(Data rows)
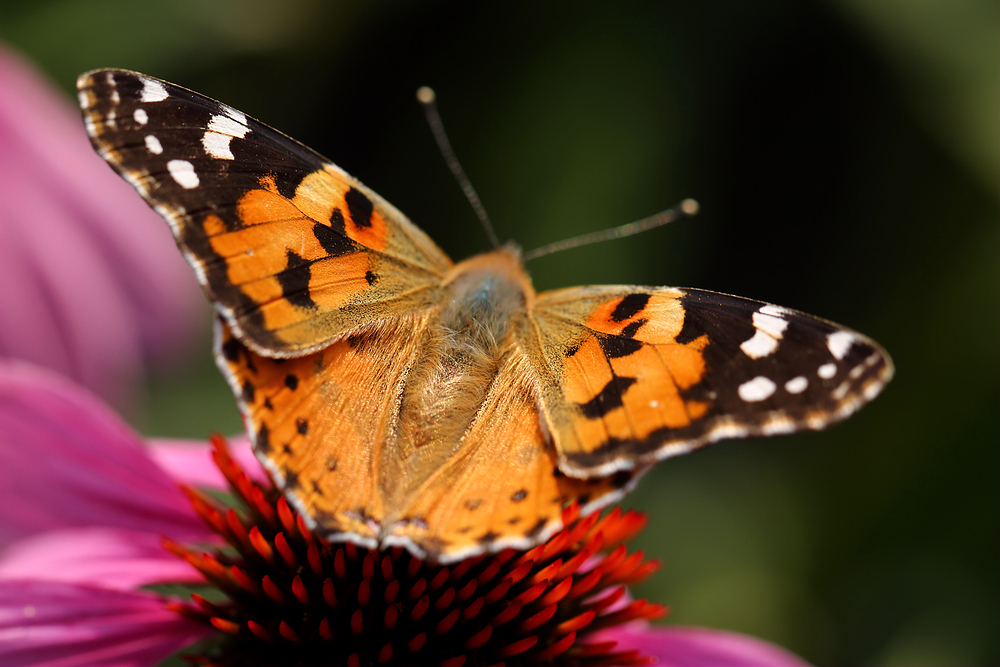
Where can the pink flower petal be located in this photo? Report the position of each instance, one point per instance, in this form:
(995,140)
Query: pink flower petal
(102,557)
(66,460)
(56,624)
(91,281)
(190,461)
(698,647)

(Stated exercise)
Render each line of the entries above as a Markdown table with the columns Row and Line, numbering rows in sequence and skipping blank lines. Omit the pictures from the table.

(Written answer)
| Row | Line |
|---|---|
| 1 | Where can the pink flower petal be located in this photo? Report the position of each instance, one point per instance, in this form: |
| 2 | (995,140) |
| 3 | Query: pink flower petal |
| 4 | (102,557) |
| 5 | (66,460) |
| 6 | (56,624) |
| 7 | (91,281) |
| 8 | (190,461) |
| 9 | (698,647) |